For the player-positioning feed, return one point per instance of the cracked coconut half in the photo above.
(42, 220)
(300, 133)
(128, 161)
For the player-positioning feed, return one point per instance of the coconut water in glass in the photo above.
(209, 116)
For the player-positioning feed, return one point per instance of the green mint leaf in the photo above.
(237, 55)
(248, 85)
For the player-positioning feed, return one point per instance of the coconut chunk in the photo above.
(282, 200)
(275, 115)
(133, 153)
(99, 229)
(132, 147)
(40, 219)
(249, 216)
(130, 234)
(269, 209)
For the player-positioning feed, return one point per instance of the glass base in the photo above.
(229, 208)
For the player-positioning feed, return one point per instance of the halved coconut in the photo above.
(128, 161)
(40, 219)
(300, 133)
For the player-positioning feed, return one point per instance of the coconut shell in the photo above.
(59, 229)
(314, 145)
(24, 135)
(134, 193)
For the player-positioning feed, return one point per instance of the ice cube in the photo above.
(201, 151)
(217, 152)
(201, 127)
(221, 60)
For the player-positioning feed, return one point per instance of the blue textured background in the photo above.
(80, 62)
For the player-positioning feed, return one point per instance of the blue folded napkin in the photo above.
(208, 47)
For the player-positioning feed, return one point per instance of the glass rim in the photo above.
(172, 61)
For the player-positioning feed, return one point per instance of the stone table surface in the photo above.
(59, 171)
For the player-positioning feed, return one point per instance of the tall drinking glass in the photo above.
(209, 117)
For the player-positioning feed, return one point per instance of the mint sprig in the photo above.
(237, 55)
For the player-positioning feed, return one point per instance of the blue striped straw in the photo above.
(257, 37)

> [Problem requirements]
Starting at the line that contains "cube in the photo above.", print every line through the end of the listing, word for word. Leave out all the rest.

> [Solution for this problem]
For the player-positioning feed, return one point per instance of the ice cube in the photo above.
(201, 151)
(217, 152)
(201, 127)
(221, 60)
For the player-positioning feed, return one point per instance of the blue textured background in the photo above.
(80, 62)
For the player-positioning feed, return one point per instance of the blue folded napkin in the photo above.
(208, 47)
For the player-positioning feed, return one point per instance of the glass rim in the photo above.
(172, 61)
For the player-positioning feed, return one point per instance of the stone table surface in the photo above.
(59, 171)
For the player-positioning feed, return one point per instance of the tall drinking glass in the photo above.
(209, 117)
For the player-positioning feed, return one point per instance of the mint sprig in the photo above.
(237, 55)
For the player-positioning feed, return one point per instance of the blue striped straw in the photo above.
(257, 37)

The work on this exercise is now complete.